Transfer in die Praxis von Prof. Dr. Sabine Adler (Aarau)
Hintergrund
Der Name «autoimmunes polyendokrines Syndrom Typ 1 (APS-1)» klingt zunächst wenig spektakulär, insbesondere wenig bedrohlich. Dennoch kann dieses autosomal rezessive Syndrom auf dem Boden einer defizienten Autoimmunregulation (AIRE) lebensbedrohlich werden. Ursächlich hierfür sind mutmaßlich autoreaktive T-Zellen, die dem normalen Selektionsmechanismus im Thymus entkommen und im Rahmen ihrer Organinvasion einen T-Zell-vermittelten Immunschaden verursachen. Eine übersichtliche Grafik in [1] zeigt diesen Mechanismus. Daher lag die Vermutung nahe, dass Interferon-gamma zur Entwicklung eines APS-1 beitragen kann – dies wurde in der vorliegenden Arbeit untersucht.
Von Menschen zu Mäusen (und zurück): Interferon-γ-Antwort ist bei APS-1 in Blut und Gewebe erhöht
Ungewöhnlicherweise waren hier zunächst Betroffene ohne Therapie in den Focus gerückt: bei 40 von ihnen wurden die diesbezügliche mRNA und Proteinexpression in 97 Gewebeproben betroffener Organe untersucht. Autoimmune Veränderungen fanden sich im Rahmen von Pneumonitis, Hepatitis, Gastritis, Enteritis, Kolitis, Nephritis, Sjögren-ähnlichen Syndromen, chronischer Candidiasis, Urtikaria und Alopezie.
Im Anschluss wurde die Rolle von Interferon-γ bei entsprechenden AIRE-defizienten Mäusen – also nach Induktion einer APS-1 Erkrankung – untersucht. Hierbei zeigte sich, dass (aberrante) T-Zellen eine deutlich erhöhte Produktion von Interferon-γ induzierten und somit auch (unter anderem) eine Aktivierung des STAT1-Signales (STAT1 = signal transducer and activator of transcription 1) und damit eine Gewebeschädigung in vielen Organen auslösen konnten.
Somit war naheliegend, diese Kaskade zu blockieren. Da Interferon-γ hauptsächlich die Januskinasen 1 und 2 (JAK1, JAK2) aktiviert, wurde Ruxolitinib als JAK1/JAK2-Hemmer therapeutisch gewählt.

- _EXTRAHIERTE DATENSÄTZE_
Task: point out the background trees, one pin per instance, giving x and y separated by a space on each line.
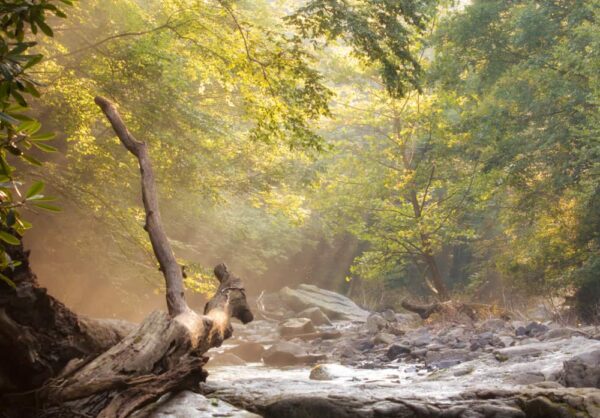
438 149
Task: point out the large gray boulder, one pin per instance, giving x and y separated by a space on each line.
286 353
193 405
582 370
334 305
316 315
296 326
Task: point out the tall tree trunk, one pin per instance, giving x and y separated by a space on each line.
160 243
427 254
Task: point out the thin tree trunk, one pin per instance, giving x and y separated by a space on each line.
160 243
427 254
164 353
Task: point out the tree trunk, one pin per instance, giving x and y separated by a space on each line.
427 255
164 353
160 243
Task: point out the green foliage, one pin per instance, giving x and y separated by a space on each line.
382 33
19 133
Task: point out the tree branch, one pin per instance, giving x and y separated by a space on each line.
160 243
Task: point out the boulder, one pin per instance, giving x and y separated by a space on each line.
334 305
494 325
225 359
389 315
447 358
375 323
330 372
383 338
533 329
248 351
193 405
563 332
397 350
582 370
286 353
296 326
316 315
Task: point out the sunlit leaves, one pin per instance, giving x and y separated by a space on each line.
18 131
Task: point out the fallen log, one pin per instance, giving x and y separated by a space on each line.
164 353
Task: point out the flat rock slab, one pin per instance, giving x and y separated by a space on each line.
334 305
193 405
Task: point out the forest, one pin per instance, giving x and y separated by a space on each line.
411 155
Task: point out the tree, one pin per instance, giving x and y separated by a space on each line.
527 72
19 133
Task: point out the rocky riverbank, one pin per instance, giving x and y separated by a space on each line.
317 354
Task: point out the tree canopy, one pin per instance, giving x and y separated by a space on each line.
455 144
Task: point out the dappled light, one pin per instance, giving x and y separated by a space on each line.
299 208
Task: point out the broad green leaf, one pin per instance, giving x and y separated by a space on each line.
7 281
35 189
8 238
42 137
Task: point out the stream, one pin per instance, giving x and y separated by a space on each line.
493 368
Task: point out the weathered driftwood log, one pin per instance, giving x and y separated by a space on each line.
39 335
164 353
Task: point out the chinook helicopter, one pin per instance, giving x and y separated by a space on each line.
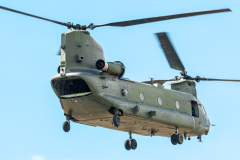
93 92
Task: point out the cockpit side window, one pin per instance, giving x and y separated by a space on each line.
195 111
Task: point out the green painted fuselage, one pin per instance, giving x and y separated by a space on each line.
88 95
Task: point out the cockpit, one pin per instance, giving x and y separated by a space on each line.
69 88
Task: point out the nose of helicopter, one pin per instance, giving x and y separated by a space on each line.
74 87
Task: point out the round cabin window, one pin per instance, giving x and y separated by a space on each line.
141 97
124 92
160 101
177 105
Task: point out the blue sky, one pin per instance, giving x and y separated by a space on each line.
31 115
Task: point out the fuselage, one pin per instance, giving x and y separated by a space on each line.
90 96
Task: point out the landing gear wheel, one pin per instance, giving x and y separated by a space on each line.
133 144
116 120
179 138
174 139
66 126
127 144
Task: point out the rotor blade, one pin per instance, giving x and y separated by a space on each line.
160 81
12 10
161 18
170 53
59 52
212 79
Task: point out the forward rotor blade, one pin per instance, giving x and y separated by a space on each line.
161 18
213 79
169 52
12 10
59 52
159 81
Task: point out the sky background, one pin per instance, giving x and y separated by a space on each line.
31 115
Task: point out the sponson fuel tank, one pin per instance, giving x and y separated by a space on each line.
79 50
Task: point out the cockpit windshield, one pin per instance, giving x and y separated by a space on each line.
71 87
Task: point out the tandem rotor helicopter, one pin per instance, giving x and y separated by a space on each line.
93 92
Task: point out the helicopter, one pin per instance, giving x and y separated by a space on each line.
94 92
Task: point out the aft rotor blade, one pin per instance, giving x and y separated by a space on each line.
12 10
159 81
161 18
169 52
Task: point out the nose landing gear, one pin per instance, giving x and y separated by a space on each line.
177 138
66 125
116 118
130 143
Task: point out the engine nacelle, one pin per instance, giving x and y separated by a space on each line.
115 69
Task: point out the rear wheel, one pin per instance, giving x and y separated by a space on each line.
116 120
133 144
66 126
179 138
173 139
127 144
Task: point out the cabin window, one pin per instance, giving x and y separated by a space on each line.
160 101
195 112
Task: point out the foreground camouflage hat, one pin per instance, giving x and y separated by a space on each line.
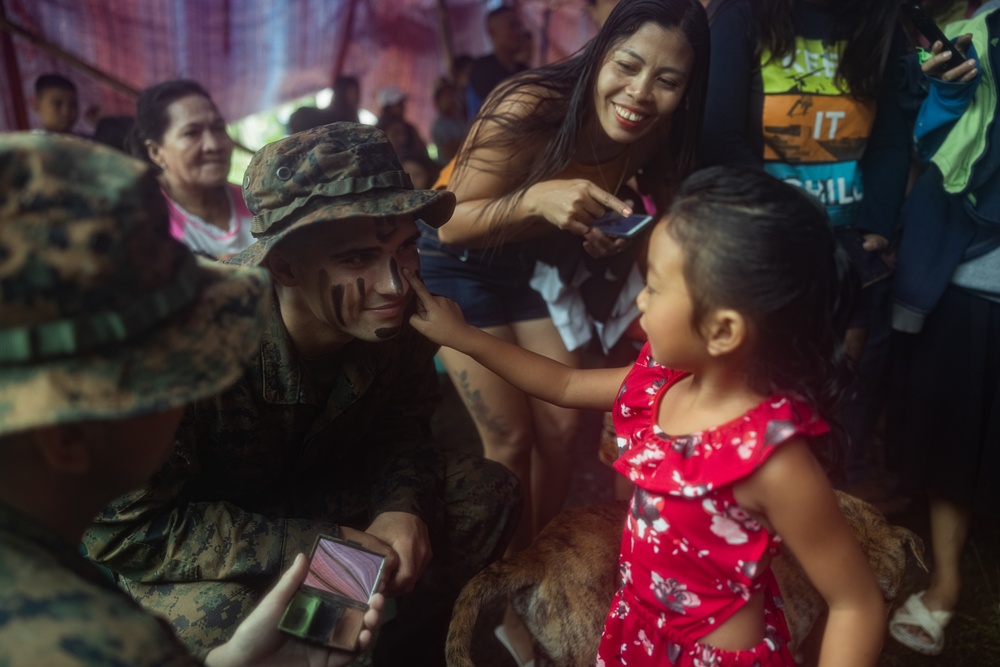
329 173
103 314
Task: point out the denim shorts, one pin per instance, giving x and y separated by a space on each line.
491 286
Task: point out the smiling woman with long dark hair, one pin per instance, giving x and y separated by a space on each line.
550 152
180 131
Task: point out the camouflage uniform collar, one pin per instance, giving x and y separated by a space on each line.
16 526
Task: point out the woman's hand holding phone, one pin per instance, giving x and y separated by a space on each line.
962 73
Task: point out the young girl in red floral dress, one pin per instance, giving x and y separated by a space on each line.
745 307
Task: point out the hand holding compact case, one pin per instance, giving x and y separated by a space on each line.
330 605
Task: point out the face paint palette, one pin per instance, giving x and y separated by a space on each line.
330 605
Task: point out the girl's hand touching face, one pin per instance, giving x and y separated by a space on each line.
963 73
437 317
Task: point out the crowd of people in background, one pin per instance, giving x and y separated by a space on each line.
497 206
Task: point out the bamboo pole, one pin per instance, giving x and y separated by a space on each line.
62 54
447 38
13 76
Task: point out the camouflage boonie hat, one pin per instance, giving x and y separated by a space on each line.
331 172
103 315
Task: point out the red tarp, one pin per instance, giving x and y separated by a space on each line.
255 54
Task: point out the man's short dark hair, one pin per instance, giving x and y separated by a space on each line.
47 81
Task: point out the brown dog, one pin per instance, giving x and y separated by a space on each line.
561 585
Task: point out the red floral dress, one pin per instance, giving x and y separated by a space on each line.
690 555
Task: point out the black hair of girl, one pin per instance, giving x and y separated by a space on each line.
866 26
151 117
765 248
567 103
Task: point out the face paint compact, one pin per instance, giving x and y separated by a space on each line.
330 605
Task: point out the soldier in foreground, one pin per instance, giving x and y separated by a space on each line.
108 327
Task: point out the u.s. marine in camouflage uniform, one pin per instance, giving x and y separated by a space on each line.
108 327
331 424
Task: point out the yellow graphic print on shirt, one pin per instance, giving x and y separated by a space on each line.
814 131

- _ZIEL DER ÜBUNG_
Nenne alle Krankheitsbezeichnungen mit der Endung „-itis“, die im Lesetext aufgeführt werden.

- _ANTWORTFELD_
Pneumonitis, Hepatitis, Gastritis, Enteritis, Kolitis, Nephritis